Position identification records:
= = = = =

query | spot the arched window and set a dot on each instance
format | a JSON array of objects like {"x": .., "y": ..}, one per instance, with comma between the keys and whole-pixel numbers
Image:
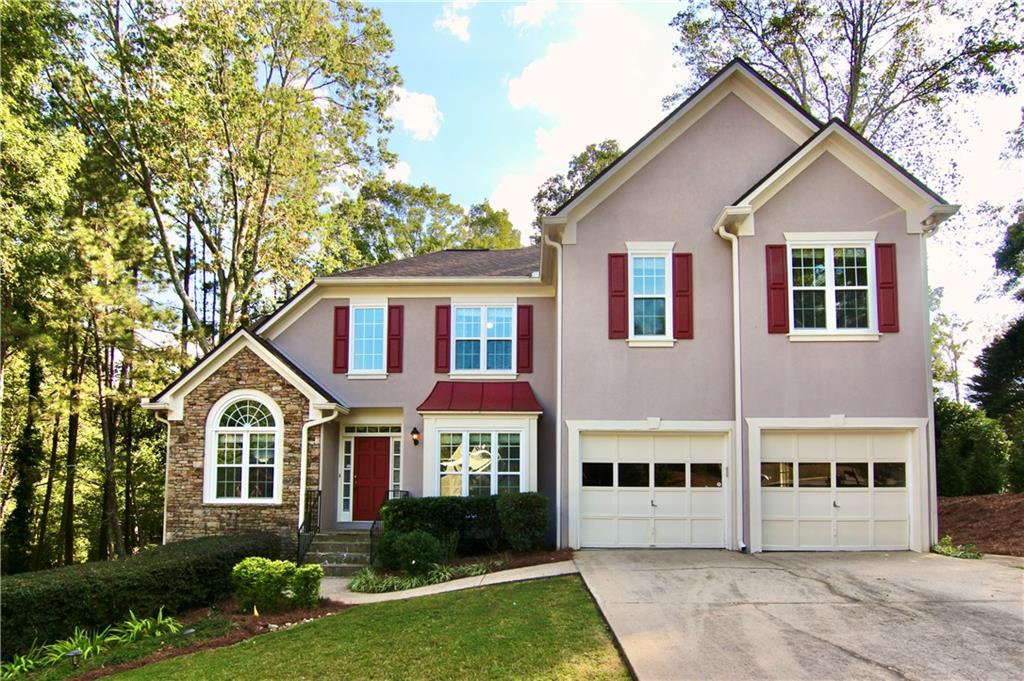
[{"x": 244, "y": 450}]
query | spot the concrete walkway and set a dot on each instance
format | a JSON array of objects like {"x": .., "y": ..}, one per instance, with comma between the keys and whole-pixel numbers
[
  {"x": 718, "y": 614},
  {"x": 336, "y": 588}
]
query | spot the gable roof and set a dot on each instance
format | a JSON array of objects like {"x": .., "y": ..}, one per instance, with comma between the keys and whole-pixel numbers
[
  {"x": 816, "y": 138},
  {"x": 457, "y": 262},
  {"x": 726, "y": 71},
  {"x": 170, "y": 398}
]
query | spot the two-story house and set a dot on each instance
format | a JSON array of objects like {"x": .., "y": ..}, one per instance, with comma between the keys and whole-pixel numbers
[{"x": 722, "y": 341}]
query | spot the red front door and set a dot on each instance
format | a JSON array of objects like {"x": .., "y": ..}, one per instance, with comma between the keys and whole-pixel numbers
[{"x": 373, "y": 465}]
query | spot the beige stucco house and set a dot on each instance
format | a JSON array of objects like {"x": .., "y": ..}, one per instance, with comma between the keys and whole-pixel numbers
[{"x": 722, "y": 341}]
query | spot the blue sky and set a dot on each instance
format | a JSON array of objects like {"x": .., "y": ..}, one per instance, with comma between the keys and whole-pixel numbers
[{"x": 498, "y": 96}]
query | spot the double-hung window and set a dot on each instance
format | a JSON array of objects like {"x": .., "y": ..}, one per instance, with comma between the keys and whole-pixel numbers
[
  {"x": 832, "y": 287},
  {"x": 650, "y": 291},
  {"x": 479, "y": 464},
  {"x": 482, "y": 339},
  {"x": 369, "y": 339}
]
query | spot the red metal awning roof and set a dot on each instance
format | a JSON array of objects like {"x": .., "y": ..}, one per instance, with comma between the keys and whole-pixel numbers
[{"x": 481, "y": 396}]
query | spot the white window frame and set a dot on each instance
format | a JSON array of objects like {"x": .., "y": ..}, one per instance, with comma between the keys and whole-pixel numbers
[
  {"x": 495, "y": 473},
  {"x": 482, "y": 338},
  {"x": 366, "y": 373},
  {"x": 650, "y": 250},
  {"x": 829, "y": 243},
  {"x": 210, "y": 463}
]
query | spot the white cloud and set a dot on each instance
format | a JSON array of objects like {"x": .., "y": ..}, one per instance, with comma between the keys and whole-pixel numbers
[
  {"x": 418, "y": 114},
  {"x": 399, "y": 172},
  {"x": 454, "y": 19},
  {"x": 531, "y": 12},
  {"x": 589, "y": 93}
]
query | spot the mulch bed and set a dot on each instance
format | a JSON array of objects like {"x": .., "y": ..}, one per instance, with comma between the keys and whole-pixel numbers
[
  {"x": 245, "y": 626},
  {"x": 992, "y": 522}
]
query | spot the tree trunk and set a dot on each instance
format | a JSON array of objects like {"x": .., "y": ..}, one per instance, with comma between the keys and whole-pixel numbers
[{"x": 41, "y": 558}]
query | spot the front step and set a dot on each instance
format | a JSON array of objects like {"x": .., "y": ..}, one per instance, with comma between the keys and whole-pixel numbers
[{"x": 340, "y": 553}]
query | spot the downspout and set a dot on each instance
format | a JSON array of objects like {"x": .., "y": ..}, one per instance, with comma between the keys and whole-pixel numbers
[
  {"x": 167, "y": 470},
  {"x": 303, "y": 459},
  {"x": 558, "y": 389},
  {"x": 736, "y": 375}
]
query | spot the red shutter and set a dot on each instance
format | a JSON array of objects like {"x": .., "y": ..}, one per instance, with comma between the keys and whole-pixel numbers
[
  {"x": 524, "y": 339},
  {"x": 682, "y": 295},
  {"x": 442, "y": 339},
  {"x": 619, "y": 306},
  {"x": 341, "y": 339},
  {"x": 395, "y": 320},
  {"x": 778, "y": 297},
  {"x": 885, "y": 267}
]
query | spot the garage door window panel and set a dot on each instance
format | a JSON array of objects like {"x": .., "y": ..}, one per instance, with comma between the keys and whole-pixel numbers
[{"x": 814, "y": 474}]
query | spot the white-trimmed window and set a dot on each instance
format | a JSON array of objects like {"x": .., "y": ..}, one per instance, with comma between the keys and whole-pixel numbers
[
  {"x": 369, "y": 336},
  {"x": 244, "y": 450},
  {"x": 832, "y": 287},
  {"x": 479, "y": 463},
  {"x": 650, "y": 289},
  {"x": 483, "y": 338}
]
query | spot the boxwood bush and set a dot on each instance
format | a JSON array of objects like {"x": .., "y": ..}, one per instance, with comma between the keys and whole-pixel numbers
[
  {"x": 48, "y": 605},
  {"x": 475, "y": 520}
]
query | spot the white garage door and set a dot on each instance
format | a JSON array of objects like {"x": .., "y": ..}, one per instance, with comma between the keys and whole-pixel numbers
[
  {"x": 664, "y": 490},
  {"x": 835, "y": 490}
]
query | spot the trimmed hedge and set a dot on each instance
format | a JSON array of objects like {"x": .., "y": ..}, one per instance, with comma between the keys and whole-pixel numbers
[
  {"x": 473, "y": 519},
  {"x": 48, "y": 605}
]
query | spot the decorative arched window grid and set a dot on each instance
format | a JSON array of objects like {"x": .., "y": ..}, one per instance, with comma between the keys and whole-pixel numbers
[{"x": 244, "y": 437}]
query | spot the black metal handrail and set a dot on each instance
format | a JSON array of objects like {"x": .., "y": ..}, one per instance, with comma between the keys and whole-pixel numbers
[
  {"x": 309, "y": 526},
  {"x": 375, "y": 528}
]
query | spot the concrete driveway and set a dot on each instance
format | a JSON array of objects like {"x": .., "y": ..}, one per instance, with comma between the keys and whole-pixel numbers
[{"x": 720, "y": 614}]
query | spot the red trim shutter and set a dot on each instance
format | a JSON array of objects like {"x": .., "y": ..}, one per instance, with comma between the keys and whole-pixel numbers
[
  {"x": 778, "y": 297},
  {"x": 524, "y": 339},
  {"x": 885, "y": 268},
  {"x": 682, "y": 295},
  {"x": 395, "y": 323},
  {"x": 341, "y": 339},
  {"x": 619, "y": 306},
  {"x": 442, "y": 339}
]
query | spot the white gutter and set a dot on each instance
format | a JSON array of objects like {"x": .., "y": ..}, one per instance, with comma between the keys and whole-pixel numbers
[
  {"x": 736, "y": 373},
  {"x": 558, "y": 390},
  {"x": 303, "y": 465}
]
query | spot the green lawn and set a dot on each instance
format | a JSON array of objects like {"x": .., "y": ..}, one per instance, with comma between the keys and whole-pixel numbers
[{"x": 547, "y": 629}]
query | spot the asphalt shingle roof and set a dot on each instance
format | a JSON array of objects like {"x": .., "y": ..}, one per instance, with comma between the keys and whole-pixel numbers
[{"x": 515, "y": 262}]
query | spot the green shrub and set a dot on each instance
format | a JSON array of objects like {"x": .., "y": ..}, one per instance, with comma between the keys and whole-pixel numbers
[
  {"x": 972, "y": 451},
  {"x": 261, "y": 583},
  {"x": 472, "y": 519},
  {"x": 523, "y": 518},
  {"x": 49, "y": 604},
  {"x": 414, "y": 551},
  {"x": 305, "y": 585}
]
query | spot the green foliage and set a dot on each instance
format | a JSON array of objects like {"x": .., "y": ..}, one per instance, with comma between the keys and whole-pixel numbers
[
  {"x": 369, "y": 582},
  {"x": 275, "y": 585},
  {"x": 177, "y": 577},
  {"x": 945, "y": 547},
  {"x": 583, "y": 167},
  {"x": 524, "y": 519},
  {"x": 305, "y": 586},
  {"x": 473, "y": 519},
  {"x": 883, "y": 67},
  {"x": 262, "y": 583},
  {"x": 972, "y": 451},
  {"x": 413, "y": 552}
]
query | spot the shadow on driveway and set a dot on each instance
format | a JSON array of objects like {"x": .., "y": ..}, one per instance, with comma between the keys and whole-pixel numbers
[{"x": 721, "y": 614}]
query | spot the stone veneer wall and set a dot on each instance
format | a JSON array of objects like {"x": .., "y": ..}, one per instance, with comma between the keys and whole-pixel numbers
[{"x": 186, "y": 515}]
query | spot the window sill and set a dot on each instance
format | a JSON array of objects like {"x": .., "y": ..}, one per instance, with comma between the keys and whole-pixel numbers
[
  {"x": 802, "y": 338},
  {"x": 651, "y": 342},
  {"x": 483, "y": 376}
]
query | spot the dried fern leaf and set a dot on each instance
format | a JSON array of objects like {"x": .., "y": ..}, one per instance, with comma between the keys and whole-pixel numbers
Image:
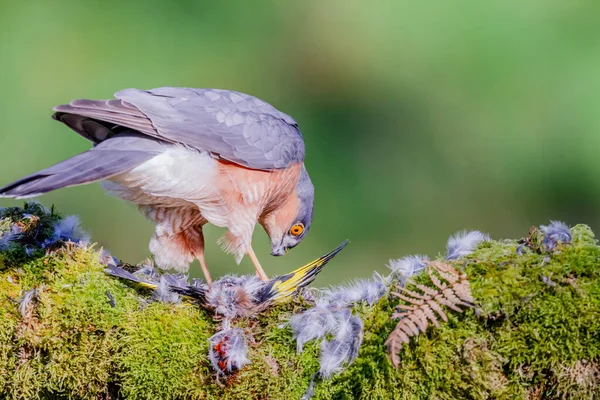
[
  {"x": 413, "y": 294},
  {"x": 436, "y": 281},
  {"x": 450, "y": 289},
  {"x": 438, "y": 309}
]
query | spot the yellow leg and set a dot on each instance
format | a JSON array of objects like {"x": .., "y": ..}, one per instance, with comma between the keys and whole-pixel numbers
[
  {"x": 205, "y": 268},
  {"x": 259, "y": 271}
]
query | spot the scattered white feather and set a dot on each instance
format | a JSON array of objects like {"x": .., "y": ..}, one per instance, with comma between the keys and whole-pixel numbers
[
  {"x": 463, "y": 243},
  {"x": 405, "y": 267},
  {"x": 556, "y": 232},
  {"x": 343, "y": 348},
  {"x": 28, "y": 298},
  {"x": 228, "y": 350},
  {"x": 163, "y": 292},
  {"x": 68, "y": 229}
]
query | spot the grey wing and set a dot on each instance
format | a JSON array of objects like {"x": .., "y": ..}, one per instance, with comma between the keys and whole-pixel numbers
[
  {"x": 233, "y": 126},
  {"x": 116, "y": 155}
]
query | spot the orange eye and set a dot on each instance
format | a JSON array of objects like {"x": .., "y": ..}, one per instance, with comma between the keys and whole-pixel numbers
[{"x": 297, "y": 229}]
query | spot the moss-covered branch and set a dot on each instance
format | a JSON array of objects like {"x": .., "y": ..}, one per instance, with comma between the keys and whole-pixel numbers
[{"x": 535, "y": 332}]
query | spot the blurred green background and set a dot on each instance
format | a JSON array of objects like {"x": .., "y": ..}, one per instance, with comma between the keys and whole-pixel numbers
[{"x": 419, "y": 119}]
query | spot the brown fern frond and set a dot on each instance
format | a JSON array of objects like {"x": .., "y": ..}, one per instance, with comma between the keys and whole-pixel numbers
[{"x": 450, "y": 289}]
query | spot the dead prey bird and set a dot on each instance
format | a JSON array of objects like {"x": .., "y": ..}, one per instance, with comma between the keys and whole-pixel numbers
[
  {"x": 233, "y": 296},
  {"x": 188, "y": 157}
]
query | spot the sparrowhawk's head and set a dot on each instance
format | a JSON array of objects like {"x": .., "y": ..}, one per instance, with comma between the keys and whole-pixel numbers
[{"x": 289, "y": 225}]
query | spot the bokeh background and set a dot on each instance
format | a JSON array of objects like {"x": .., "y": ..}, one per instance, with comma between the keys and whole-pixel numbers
[{"x": 419, "y": 119}]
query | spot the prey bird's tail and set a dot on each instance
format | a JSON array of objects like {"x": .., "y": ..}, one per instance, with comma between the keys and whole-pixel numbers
[
  {"x": 284, "y": 286},
  {"x": 111, "y": 157}
]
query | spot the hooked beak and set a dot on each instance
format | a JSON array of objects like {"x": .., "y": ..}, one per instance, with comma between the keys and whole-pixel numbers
[{"x": 279, "y": 251}]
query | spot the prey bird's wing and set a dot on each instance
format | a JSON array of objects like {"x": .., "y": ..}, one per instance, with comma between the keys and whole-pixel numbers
[{"x": 232, "y": 126}]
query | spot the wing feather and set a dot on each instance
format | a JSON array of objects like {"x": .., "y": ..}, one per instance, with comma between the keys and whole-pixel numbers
[{"x": 234, "y": 126}]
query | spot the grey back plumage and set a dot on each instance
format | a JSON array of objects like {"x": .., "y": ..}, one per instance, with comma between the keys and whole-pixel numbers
[{"x": 233, "y": 126}]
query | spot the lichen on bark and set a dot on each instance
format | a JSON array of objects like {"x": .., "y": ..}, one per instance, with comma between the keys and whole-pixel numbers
[{"x": 534, "y": 333}]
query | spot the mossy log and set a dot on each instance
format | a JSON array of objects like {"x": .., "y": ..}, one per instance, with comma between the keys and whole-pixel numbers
[{"x": 534, "y": 333}]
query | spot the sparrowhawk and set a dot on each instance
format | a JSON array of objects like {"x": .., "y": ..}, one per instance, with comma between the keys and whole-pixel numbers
[{"x": 187, "y": 157}]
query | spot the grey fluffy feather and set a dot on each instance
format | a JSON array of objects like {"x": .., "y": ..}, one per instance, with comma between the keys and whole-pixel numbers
[
  {"x": 312, "y": 324},
  {"x": 231, "y": 125},
  {"x": 111, "y": 157},
  {"x": 234, "y": 348},
  {"x": 225, "y": 294},
  {"x": 68, "y": 229},
  {"x": 405, "y": 267},
  {"x": 369, "y": 290},
  {"x": 463, "y": 243},
  {"x": 343, "y": 348},
  {"x": 556, "y": 232},
  {"x": 28, "y": 297}
]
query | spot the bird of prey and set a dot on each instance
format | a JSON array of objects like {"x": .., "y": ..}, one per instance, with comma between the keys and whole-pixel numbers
[
  {"x": 188, "y": 157},
  {"x": 231, "y": 295}
]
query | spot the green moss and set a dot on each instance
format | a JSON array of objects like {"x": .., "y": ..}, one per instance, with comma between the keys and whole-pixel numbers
[{"x": 529, "y": 337}]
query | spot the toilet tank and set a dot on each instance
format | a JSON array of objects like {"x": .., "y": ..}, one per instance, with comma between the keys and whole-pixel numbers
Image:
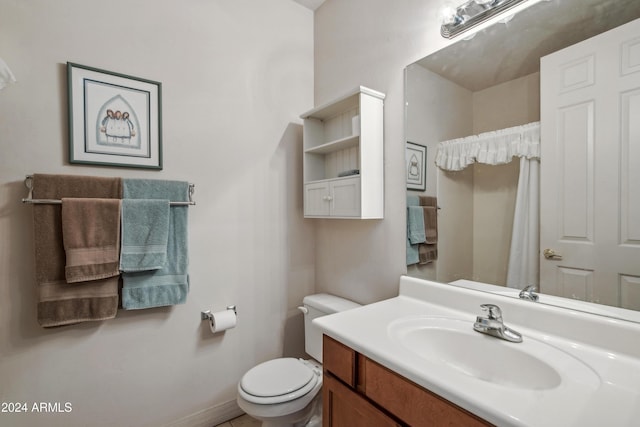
[{"x": 320, "y": 305}]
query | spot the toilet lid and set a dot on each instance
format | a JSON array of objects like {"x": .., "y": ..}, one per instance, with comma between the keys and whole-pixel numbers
[{"x": 277, "y": 377}]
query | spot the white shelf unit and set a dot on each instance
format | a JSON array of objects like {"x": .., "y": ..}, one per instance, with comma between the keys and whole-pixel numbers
[{"x": 345, "y": 135}]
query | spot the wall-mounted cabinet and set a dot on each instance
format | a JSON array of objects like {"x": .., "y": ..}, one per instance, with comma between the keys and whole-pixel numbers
[{"x": 344, "y": 157}]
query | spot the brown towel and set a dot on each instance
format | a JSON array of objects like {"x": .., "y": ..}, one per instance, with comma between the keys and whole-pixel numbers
[
  {"x": 60, "y": 303},
  {"x": 429, "y": 201},
  {"x": 91, "y": 235},
  {"x": 428, "y": 251}
]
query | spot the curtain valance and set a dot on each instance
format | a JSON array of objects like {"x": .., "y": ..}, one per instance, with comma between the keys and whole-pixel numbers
[{"x": 493, "y": 148}]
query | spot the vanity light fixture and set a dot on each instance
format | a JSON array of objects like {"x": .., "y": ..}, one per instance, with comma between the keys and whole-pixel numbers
[{"x": 456, "y": 21}]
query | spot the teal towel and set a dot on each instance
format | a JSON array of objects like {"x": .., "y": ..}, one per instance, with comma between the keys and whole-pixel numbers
[
  {"x": 413, "y": 255},
  {"x": 170, "y": 284},
  {"x": 145, "y": 232},
  {"x": 413, "y": 200},
  {"x": 415, "y": 224}
]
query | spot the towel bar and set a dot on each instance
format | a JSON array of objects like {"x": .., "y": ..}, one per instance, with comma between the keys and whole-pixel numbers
[{"x": 28, "y": 182}]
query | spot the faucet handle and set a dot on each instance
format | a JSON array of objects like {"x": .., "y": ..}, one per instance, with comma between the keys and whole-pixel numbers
[{"x": 494, "y": 311}]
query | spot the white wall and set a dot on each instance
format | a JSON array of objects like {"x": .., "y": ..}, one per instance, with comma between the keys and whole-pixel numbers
[
  {"x": 370, "y": 42},
  {"x": 236, "y": 74}
]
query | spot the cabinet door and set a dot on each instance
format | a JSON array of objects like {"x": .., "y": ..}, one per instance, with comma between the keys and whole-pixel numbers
[
  {"x": 342, "y": 407},
  {"x": 316, "y": 199},
  {"x": 345, "y": 197}
]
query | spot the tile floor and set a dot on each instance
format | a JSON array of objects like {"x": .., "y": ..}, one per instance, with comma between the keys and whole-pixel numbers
[{"x": 242, "y": 421}]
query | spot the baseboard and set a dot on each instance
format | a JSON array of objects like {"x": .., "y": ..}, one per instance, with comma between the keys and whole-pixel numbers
[{"x": 210, "y": 417}]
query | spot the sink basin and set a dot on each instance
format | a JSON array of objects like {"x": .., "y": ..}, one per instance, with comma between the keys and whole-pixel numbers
[{"x": 453, "y": 344}]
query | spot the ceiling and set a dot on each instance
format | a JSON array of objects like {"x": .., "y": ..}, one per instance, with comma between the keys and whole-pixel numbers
[
  {"x": 311, "y": 4},
  {"x": 503, "y": 52}
]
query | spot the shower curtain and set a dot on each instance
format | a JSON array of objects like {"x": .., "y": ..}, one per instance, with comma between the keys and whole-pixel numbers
[
  {"x": 524, "y": 263},
  {"x": 499, "y": 147}
]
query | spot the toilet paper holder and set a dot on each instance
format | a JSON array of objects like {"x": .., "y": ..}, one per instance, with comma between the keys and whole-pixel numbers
[{"x": 208, "y": 315}]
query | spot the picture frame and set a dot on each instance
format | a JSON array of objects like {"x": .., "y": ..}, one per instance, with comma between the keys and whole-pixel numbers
[
  {"x": 114, "y": 119},
  {"x": 416, "y": 166}
]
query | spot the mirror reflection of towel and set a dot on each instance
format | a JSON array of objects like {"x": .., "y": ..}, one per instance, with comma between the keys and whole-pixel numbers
[{"x": 428, "y": 251}]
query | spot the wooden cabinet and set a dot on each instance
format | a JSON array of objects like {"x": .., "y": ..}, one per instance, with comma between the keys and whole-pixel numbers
[
  {"x": 343, "y": 157},
  {"x": 360, "y": 392}
]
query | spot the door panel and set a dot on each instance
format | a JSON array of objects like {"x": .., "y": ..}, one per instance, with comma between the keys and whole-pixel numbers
[{"x": 590, "y": 169}]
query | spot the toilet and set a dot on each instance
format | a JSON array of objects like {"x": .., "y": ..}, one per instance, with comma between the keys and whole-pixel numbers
[{"x": 285, "y": 392}]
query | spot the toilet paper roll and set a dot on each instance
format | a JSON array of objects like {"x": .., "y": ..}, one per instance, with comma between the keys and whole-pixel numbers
[{"x": 222, "y": 320}]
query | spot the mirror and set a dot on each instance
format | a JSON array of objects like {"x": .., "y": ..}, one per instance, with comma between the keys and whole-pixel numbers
[{"x": 490, "y": 82}]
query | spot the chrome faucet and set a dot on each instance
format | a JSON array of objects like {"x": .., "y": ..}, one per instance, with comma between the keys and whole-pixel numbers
[
  {"x": 493, "y": 325},
  {"x": 528, "y": 293}
]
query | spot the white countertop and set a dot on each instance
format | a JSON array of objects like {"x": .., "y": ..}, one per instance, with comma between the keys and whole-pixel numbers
[{"x": 614, "y": 400}]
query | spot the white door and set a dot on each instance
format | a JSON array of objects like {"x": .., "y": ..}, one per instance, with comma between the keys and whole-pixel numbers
[
  {"x": 316, "y": 199},
  {"x": 590, "y": 169},
  {"x": 345, "y": 197}
]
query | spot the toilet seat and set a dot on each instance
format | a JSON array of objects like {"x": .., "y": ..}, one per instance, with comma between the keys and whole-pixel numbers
[{"x": 278, "y": 381}]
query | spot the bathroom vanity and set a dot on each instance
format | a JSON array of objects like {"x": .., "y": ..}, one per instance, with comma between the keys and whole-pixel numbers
[
  {"x": 416, "y": 360},
  {"x": 360, "y": 392}
]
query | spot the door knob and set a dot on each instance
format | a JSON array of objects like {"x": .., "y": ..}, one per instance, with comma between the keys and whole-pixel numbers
[{"x": 551, "y": 254}]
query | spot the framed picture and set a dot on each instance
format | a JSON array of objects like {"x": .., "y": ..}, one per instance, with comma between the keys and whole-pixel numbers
[
  {"x": 416, "y": 166},
  {"x": 114, "y": 119}
]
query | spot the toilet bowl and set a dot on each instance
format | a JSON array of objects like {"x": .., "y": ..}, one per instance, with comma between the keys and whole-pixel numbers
[
  {"x": 285, "y": 392},
  {"x": 282, "y": 392}
]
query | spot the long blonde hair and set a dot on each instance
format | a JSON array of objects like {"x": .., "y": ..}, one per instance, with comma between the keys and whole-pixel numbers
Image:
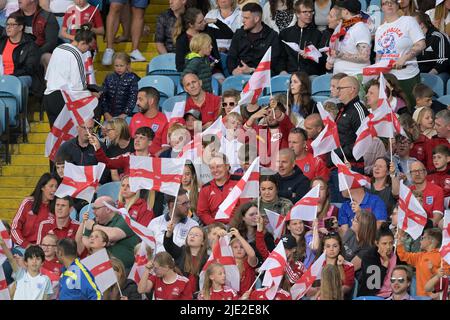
[
  {"x": 207, "y": 284},
  {"x": 331, "y": 283}
]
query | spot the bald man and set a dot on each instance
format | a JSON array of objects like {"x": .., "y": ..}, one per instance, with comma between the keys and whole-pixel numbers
[
  {"x": 122, "y": 239},
  {"x": 292, "y": 183},
  {"x": 432, "y": 195},
  {"x": 351, "y": 113}
]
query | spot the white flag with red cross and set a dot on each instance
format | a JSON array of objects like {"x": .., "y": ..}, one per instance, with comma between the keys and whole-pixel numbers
[
  {"x": 141, "y": 231},
  {"x": 81, "y": 105},
  {"x": 140, "y": 260},
  {"x": 223, "y": 254},
  {"x": 63, "y": 130},
  {"x": 276, "y": 222},
  {"x": 412, "y": 218},
  {"x": 80, "y": 181},
  {"x": 348, "y": 179},
  {"x": 163, "y": 175},
  {"x": 445, "y": 247},
  {"x": 306, "y": 208},
  {"x": 4, "y": 291},
  {"x": 259, "y": 80},
  {"x": 4, "y": 234},
  {"x": 274, "y": 266},
  {"x": 227, "y": 206},
  {"x": 299, "y": 289},
  {"x": 101, "y": 268},
  {"x": 328, "y": 138}
]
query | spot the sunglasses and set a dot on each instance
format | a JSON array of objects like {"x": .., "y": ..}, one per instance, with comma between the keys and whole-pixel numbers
[{"x": 399, "y": 280}]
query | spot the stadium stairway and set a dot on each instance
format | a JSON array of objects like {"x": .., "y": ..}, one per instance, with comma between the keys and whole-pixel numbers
[{"x": 28, "y": 163}]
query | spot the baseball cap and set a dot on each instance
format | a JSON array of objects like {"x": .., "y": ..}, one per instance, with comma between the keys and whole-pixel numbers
[
  {"x": 289, "y": 241},
  {"x": 354, "y": 6},
  {"x": 193, "y": 112}
]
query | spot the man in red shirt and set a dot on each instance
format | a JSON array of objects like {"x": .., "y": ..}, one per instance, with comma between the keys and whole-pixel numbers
[
  {"x": 150, "y": 116},
  {"x": 310, "y": 165},
  {"x": 62, "y": 226},
  {"x": 432, "y": 195},
  {"x": 142, "y": 141},
  {"x": 214, "y": 192},
  {"x": 442, "y": 127},
  {"x": 205, "y": 102}
]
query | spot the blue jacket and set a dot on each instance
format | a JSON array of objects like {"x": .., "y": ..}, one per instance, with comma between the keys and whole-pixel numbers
[
  {"x": 119, "y": 93},
  {"x": 77, "y": 283}
]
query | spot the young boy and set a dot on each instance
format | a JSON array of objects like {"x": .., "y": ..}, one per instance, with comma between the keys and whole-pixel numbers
[
  {"x": 424, "y": 98},
  {"x": 429, "y": 246},
  {"x": 30, "y": 284},
  {"x": 441, "y": 177}
]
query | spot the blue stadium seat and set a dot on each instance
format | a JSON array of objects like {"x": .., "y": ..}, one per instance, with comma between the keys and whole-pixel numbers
[
  {"x": 235, "y": 82},
  {"x": 280, "y": 83},
  {"x": 434, "y": 82},
  {"x": 445, "y": 99},
  {"x": 320, "y": 85},
  {"x": 169, "y": 103},
  {"x": 163, "y": 84},
  {"x": 368, "y": 298},
  {"x": 109, "y": 189}
]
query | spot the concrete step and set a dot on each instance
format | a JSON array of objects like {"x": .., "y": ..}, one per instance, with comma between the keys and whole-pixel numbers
[
  {"x": 38, "y": 137},
  {"x": 27, "y": 171},
  {"x": 29, "y": 160}
]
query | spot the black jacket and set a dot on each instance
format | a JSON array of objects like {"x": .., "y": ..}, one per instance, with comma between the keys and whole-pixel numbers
[
  {"x": 251, "y": 53},
  {"x": 290, "y": 59},
  {"x": 293, "y": 187},
  {"x": 182, "y": 49},
  {"x": 437, "y": 47},
  {"x": 25, "y": 55},
  {"x": 348, "y": 121}
]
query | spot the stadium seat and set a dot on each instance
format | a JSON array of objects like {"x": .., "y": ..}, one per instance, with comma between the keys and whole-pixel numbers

= = = = =

EXERCISE DIRECTIONS: All lines from the one that contains "query | spot the blue jacket" through the end of the material are to be quoted exactly, with both ends included.

RESPONSE TO THE TASK:
query | spot the blue jacket and set a dot on each instance
format | a JSON array of objects like {"x": .., "y": ..}, one per instance, with comma between the keys and whole-pixel numbers
[
  {"x": 119, "y": 93},
  {"x": 77, "y": 283}
]
query | spot the young boy and set a dot on each instance
format | a JSON array of objects like {"x": .., "y": ..}, one per instance, with comma between the keys and whole-pixel numbers
[
  {"x": 424, "y": 98},
  {"x": 429, "y": 246},
  {"x": 30, "y": 284},
  {"x": 441, "y": 177}
]
query | spot the blue stadium seat and set a dot on each instance
format | a JSON array of objects like {"x": .., "y": ..}, one per instance, with comma between the keys and whole-pixel numbers
[
  {"x": 235, "y": 82},
  {"x": 280, "y": 83},
  {"x": 434, "y": 82},
  {"x": 445, "y": 99},
  {"x": 320, "y": 85},
  {"x": 169, "y": 103},
  {"x": 163, "y": 84},
  {"x": 368, "y": 298},
  {"x": 109, "y": 189}
]
query | spot the concrete step and set a dot on each instance
format | a JSON array of objects like {"x": .., "y": ..}, one per instance, with comma between the keys and whole-pixel numbers
[
  {"x": 38, "y": 137},
  {"x": 27, "y": 171},
  {"x": 29, "y": 160}
]
query | spot the black jacket and set a dot on each instance
format | a JSON array of objects like {"x": .., "y": ..}, one per instance, with comma between the keys and whole-pixel numbers
[
  {"x": 251, "y": 53},
  {"x": 290, "y": 59},
  {"x": 293, "y": 187},
  {"x": 182, "y": 49},
  {"x": 437, "y": 47},
  {"x": 25, "y": 55},
  {"x": 348, "y": 121}
]
query | spot the stadium seat and set a dot on each instance
format | a JSON array of objects like {"x": .., "y": ..}, one per instance, with comma between the keys and whole-pixel numbers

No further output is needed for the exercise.